Extracted records:
....................

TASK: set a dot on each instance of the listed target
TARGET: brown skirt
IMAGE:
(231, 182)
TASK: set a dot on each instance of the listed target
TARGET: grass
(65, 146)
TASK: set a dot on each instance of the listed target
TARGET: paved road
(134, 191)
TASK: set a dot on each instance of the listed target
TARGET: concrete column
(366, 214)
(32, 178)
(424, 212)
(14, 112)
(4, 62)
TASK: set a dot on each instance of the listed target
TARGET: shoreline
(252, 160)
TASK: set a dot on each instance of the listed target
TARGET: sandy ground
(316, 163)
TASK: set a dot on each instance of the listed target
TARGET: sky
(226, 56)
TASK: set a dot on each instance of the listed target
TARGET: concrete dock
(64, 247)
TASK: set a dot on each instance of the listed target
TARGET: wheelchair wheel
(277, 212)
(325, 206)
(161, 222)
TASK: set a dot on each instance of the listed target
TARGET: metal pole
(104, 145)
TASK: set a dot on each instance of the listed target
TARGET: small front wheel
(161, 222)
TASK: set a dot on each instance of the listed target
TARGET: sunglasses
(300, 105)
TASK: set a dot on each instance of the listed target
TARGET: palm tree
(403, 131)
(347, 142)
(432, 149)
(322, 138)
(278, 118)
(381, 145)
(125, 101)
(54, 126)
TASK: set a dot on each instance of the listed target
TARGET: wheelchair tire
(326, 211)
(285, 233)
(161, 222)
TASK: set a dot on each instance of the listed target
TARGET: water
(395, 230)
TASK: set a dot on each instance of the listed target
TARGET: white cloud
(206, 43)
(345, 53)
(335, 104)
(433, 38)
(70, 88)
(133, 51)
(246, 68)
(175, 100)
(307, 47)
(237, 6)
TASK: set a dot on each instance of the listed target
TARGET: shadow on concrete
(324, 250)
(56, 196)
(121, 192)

....................

Aim of the task: Extract all lines as given.

Full answer:
TASK: set a dot on each instance of the listed target
TARGET: brown skirt
IMAGE:
(231, 182)
TASK: set a dot on each instance of the listed target
TARGET: grass
(65, 146)
TASK: set a dot on each instance of the listed target
TARGET: paved road
(134, 191)
TASK: set a dot on each instance of the listed target
TARGET: concrete column
(366, 214)
(32, 178)
(424, 212)
(14, 112)
(4, 62)
TASK: set a dot on each instance of the listed target
TARGET: shoreline
(252, 160)
TASK: set a dot on each instance of the listed target
TARGET: sandy ground
(316, 163)
TASK: set a dot on each instance of the listed target
TARGET: sky
(226, 56)
TASK: set a dot on each instance of the listed target
TARGET: concrete dock
(64, 247)
TASK: set a dot on each instance of the listed target
TARGET: wheelchair wheel
(277, 212)
(325, 206)
(161, 222)
TASK: set a dot on each instance of the listed target
TARGET: metal pole
(104, 145)
TASK: set a dot on each instance of the listed target
TARGET: small front wheel
(161, 222)
TASK: set a dot on each instance of the listed target
TARGET: sunglasses
(300, 105)
TASK: set a dot on each instance of the listed target
TARGET: palm tree
(403, 131)
(347, 142)
(432, 149)
(322, 138)
(278, 118)
(381, 145)
(125, 101)
(54, 126)
TASK: set a dot on each instance of the listed target
TARGET: wheelchair tire
(326, 211)
(285, 233)
(161, 222)
TASK: set a dot on each instance of the listed target
TARGET: water
(395, 230)
TASK: set a dot on each instance of the listed target
TARGET: white cloud
(206, 43)
(345, 53)
(335, 104)
(433, 38)
(70, 88)
(133, 51)
(246, 68)
(175, 100)
(307, 47)
(237, 6)
TASK: set a dot on each instance of the listed target
TARGET: shadow on concrete
(324, 250)
(56, 196)
(121, 192)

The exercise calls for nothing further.